** Action item **
Transcribe the records word for word, leaving nothing out.

START Input material

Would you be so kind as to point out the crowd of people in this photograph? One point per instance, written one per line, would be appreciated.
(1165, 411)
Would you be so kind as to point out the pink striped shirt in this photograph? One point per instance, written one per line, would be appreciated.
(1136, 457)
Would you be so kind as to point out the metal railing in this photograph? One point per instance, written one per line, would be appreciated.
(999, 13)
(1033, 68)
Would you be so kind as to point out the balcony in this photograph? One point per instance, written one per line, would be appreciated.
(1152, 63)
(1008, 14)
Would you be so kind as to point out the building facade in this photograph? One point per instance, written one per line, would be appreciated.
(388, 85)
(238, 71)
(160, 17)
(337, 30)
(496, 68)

END Input material

** Result **
Would you be so kind as to point out the crowd of people in this photograph? One point per instance, written one per line, would be appreciated.
(1165, 411)
Would you be so kind as to point out the pink striped shirt in this photograph? One point per instance, written one per line, would be appreciated.
(1136, 457)
Would you be so kind as to point out the metal railing in this photograph? One point per instance, written one per line, would be appreciated.
(999, 13)
(1033, 68)
Would you be so kind as to point out the balcony in this photograph? One point per instance, written one per line, would be appreciated.
(1152, 63)
(1008, 14)
Would you be so kind as to point out the building facade in this photograph? One point per instance, written one per line, would be appreciated.
(388, 85)
(238, 71)
(160, 17)
(337, 30)
(496, 68)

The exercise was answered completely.